• **Exercise task A**
From the listing further down, set down unchanged the lines that begin at the one containing "the feem text" and stop after the one containing "Target: feem text on navy t-shirt", including both of those lines.

Barton Seaver on Expanding Aquaculture Responsibly

Barton Seaver on Expanding Aquaculture ResponsiblyEditor’s note: The following is a guest blog post by chef, author and seafood advocate Barton Seaver. GAA and Seaver recently announced a partnership to raise public awareness of responsible aquaculture and the importance of sourcing seafood with provenance.

‘Tis the season when we take stock of the past year and determine which challenges we’ll seek to take on in the one ahead. In both instances, I’m contemplating the work being done to expand aquaculture in a responsible fashion.

Last March I testified before the U.S. Senate Committee on Commerce as it began its work on legislation that will shape the future of on-shore, near-shore and off-shore aquaculture in American waters and set a course for how those operations will affect other aquaculture outfits in other parts of the world.

During that testimony I pointed the senators’ attention to a paper on the political economics of marine aquaculture in the United States. I explained how its authors – Gunner Knapp, a recently retired scientist from the University of Alaska, and Michael Rubino, director of the Office of Aquaculture at National Oceanic and Atmospheric Administration Fisheries Service – say the biggest impediment to developing American aquaculture today is the industry’s lack of social license. An industry gains social license only when the general public fully understands the benefits it brings to the table.

• **Dataset records**
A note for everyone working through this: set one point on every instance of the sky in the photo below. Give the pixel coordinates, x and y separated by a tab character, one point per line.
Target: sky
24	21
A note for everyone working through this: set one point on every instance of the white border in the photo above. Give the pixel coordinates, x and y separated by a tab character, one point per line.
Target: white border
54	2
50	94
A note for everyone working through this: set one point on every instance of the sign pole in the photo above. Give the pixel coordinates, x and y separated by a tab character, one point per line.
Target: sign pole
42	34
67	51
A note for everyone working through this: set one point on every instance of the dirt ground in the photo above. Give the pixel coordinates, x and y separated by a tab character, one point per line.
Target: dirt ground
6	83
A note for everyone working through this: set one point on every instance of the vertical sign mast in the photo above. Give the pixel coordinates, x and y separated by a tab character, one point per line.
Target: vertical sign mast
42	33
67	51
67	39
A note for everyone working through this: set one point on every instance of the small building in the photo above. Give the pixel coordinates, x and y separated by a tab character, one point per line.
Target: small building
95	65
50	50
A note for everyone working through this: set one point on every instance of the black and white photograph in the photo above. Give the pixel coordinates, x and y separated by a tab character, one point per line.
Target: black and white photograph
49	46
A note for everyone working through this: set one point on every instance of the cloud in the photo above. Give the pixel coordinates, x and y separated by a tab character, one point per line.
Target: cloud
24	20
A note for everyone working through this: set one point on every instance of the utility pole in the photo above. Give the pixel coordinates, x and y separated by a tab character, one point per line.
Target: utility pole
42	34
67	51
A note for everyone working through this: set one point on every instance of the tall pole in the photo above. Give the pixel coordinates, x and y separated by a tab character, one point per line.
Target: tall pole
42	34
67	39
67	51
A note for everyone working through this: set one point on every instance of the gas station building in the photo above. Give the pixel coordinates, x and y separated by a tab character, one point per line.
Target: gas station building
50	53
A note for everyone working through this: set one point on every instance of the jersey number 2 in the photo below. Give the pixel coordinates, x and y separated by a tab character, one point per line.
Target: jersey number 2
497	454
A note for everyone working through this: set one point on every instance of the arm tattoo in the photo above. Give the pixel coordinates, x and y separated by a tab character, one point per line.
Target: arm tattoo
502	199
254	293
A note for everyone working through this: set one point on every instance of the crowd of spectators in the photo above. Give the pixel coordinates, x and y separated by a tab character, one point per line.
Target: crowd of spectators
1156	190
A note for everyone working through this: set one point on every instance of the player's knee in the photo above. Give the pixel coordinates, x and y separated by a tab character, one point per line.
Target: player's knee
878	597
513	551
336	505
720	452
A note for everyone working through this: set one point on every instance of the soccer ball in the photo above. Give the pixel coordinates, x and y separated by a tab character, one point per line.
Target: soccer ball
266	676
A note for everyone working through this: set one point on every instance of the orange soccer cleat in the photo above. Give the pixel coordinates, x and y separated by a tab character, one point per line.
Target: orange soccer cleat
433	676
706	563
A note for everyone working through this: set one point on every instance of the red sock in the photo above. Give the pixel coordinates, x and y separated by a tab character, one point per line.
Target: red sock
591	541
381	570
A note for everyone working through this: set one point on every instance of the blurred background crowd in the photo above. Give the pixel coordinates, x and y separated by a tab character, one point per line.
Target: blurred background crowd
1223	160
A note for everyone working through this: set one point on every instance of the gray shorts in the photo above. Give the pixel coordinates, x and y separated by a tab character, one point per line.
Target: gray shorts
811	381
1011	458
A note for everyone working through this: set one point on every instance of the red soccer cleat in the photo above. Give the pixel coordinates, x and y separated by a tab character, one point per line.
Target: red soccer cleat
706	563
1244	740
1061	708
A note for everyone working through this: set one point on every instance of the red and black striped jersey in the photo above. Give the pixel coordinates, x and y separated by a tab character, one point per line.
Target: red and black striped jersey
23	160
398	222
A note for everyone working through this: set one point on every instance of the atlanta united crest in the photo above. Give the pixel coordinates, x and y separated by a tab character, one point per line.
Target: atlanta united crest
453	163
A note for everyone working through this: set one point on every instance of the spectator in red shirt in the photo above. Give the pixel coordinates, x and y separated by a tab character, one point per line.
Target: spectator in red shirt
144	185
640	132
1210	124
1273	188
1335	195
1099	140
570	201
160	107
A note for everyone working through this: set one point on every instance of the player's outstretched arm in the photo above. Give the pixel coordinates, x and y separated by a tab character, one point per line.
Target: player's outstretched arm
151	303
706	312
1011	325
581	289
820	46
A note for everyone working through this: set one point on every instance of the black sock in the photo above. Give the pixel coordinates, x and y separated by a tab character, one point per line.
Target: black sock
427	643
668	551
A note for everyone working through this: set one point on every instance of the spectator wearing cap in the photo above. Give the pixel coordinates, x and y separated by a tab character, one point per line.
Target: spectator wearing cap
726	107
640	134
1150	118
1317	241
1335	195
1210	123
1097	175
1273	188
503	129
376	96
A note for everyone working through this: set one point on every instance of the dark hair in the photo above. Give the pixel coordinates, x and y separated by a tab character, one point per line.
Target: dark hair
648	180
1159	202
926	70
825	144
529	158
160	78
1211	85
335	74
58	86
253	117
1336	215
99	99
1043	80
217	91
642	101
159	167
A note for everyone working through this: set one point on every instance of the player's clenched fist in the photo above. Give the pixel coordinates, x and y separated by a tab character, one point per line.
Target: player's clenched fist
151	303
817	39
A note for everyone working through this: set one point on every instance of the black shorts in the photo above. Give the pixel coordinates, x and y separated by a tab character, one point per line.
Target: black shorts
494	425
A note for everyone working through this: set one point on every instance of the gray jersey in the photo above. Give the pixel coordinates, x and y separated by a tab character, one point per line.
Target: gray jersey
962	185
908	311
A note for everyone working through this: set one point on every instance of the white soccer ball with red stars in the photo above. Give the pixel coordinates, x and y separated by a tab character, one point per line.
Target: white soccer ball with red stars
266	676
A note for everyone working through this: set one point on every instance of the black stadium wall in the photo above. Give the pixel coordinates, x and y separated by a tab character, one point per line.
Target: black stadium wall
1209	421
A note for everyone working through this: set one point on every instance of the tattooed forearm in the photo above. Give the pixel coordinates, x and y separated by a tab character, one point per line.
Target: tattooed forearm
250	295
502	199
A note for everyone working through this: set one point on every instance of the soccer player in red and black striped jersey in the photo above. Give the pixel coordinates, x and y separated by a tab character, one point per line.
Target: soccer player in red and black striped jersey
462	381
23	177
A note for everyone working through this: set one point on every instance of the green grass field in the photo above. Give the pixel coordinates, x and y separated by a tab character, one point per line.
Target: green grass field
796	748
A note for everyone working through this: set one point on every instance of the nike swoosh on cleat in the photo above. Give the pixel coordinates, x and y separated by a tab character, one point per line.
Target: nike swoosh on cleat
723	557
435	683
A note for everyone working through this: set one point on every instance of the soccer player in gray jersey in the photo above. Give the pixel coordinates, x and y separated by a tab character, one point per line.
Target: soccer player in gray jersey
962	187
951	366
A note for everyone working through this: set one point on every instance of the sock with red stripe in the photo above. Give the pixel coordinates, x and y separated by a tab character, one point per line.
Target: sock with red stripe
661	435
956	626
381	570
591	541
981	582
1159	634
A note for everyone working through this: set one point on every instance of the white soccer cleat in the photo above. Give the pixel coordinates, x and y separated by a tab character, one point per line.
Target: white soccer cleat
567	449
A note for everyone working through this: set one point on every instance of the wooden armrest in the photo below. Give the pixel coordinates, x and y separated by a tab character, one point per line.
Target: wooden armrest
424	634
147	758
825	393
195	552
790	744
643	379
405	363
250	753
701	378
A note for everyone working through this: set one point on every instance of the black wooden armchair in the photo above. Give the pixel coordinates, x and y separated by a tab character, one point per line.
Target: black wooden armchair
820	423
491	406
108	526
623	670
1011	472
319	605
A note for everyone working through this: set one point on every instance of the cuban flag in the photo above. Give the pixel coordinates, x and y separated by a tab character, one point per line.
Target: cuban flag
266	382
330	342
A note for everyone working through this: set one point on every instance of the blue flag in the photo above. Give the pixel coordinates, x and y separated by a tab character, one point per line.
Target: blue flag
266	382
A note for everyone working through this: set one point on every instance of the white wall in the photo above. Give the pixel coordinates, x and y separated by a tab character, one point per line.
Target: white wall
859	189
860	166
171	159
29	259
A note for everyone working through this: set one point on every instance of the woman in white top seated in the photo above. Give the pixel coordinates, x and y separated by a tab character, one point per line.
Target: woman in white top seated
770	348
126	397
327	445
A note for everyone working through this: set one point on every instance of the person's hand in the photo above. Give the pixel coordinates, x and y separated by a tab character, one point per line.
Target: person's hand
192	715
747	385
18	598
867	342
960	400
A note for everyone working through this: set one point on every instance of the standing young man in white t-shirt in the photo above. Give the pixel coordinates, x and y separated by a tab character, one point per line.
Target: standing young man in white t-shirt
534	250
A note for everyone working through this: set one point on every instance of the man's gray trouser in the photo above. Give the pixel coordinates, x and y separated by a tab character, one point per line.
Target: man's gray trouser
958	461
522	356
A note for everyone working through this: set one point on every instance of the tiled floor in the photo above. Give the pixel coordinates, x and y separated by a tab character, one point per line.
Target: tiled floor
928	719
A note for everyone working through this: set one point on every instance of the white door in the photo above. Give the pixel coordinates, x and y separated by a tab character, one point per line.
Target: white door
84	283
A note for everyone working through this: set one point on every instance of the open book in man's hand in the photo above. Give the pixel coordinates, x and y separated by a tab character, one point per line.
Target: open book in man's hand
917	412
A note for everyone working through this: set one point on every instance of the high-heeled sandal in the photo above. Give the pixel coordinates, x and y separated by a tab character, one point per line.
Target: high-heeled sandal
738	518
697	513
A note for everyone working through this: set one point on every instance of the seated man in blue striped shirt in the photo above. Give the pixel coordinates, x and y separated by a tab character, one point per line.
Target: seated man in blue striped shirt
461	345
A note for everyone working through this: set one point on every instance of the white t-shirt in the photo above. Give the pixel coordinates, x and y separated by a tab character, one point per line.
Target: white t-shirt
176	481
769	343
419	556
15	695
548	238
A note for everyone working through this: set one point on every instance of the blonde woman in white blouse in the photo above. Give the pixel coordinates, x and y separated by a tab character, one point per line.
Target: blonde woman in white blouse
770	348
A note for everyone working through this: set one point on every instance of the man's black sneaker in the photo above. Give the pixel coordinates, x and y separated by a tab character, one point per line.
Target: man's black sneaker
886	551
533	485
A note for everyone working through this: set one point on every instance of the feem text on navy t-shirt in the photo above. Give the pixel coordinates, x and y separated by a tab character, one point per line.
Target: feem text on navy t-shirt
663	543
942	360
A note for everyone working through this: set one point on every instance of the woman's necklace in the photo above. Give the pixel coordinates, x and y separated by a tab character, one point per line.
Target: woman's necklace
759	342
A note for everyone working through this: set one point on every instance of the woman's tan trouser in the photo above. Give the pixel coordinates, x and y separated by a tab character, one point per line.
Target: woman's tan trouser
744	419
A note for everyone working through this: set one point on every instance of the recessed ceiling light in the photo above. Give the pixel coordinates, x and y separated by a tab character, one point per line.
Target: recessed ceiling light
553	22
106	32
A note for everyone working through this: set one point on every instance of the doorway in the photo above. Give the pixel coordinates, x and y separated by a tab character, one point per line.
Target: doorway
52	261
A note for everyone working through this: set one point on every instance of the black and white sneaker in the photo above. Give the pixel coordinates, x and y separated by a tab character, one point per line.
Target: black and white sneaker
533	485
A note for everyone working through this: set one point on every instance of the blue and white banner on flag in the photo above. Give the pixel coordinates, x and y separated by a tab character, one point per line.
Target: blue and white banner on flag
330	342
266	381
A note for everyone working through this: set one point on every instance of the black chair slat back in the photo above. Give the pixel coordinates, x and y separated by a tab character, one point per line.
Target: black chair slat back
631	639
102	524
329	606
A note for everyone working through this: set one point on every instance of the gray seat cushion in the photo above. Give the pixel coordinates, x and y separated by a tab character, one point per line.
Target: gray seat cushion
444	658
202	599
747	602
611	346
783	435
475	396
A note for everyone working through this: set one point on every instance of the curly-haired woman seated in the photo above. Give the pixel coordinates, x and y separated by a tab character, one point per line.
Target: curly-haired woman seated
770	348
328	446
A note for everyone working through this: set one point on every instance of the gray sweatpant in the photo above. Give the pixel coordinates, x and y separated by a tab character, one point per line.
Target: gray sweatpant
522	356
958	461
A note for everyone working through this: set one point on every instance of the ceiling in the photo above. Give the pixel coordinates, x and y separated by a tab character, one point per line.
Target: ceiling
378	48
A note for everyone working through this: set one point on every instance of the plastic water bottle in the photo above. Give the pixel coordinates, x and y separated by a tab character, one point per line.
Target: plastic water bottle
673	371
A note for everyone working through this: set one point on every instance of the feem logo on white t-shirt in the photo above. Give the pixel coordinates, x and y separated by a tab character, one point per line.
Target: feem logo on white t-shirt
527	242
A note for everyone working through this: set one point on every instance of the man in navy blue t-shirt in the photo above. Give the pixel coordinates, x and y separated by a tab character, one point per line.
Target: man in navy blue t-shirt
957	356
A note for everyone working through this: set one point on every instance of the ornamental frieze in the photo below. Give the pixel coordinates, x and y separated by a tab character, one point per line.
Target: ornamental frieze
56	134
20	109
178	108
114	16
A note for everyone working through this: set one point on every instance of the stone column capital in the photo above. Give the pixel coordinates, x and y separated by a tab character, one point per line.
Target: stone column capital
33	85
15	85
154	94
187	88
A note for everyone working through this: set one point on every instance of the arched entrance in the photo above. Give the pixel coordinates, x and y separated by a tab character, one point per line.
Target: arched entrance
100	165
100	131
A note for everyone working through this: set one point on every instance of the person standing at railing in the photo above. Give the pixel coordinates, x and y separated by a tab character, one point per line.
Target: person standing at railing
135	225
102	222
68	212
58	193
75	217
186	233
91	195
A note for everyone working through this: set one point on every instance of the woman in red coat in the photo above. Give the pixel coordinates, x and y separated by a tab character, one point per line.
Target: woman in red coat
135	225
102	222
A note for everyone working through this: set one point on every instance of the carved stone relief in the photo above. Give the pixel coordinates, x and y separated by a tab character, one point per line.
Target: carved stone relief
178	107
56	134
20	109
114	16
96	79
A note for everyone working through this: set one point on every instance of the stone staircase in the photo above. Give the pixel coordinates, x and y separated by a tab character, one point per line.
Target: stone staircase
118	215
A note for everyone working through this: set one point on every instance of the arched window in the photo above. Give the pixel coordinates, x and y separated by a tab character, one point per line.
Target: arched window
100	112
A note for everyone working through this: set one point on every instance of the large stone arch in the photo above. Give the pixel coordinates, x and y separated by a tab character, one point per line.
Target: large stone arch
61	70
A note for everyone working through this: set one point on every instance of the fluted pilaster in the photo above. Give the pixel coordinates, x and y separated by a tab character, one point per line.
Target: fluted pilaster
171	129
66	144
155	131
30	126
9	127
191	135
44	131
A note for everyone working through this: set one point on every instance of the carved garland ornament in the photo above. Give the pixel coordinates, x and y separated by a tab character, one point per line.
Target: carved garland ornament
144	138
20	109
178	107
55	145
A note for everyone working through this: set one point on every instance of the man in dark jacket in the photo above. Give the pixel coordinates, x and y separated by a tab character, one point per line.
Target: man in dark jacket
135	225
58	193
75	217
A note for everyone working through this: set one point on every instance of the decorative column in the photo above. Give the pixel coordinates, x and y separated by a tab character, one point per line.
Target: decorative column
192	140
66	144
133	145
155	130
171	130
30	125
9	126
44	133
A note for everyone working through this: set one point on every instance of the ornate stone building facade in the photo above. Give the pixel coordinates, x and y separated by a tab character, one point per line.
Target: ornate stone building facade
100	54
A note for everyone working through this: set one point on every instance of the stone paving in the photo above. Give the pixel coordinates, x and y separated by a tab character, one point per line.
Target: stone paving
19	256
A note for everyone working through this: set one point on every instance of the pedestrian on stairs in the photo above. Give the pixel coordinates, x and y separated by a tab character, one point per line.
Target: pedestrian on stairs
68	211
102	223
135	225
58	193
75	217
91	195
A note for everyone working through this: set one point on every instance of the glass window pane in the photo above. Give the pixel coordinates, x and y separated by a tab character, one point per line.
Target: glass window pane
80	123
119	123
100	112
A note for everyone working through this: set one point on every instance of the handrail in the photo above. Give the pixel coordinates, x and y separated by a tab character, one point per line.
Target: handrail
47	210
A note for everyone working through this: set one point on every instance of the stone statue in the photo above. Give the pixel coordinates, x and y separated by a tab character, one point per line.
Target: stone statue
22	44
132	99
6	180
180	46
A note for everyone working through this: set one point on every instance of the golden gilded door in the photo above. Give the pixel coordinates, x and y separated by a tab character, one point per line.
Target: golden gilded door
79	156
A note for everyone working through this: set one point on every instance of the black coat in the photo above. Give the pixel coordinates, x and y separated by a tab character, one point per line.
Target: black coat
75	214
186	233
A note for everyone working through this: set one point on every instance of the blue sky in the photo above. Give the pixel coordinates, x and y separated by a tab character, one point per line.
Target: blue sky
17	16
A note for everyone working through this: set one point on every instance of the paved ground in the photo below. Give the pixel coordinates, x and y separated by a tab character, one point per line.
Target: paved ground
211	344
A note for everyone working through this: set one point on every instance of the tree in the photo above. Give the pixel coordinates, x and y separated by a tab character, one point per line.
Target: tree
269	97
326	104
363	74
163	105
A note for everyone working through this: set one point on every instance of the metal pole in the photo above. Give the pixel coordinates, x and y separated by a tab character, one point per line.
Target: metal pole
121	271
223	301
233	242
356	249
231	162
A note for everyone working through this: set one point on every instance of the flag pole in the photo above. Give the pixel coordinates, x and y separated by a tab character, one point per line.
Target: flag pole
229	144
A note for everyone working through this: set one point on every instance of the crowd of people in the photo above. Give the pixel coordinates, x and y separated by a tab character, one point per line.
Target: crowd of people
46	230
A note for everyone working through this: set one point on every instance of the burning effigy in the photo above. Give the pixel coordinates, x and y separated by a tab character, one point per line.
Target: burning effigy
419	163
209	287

• **Exercise task B**
According to the text on expanding aquaculture, what do Knapp and Rubino name as the biggest impediment to developing American aquaculture today?

• **Full response A**
A note for everyone working through this: set one point on every instance of the feem text on navy t-shirt in the photo above. Give the pixel coordinates, x and y separated by a tab character, one point per line.
Target: feem text on navy t-shirt

• **Full response B**
The industry's lack of social license.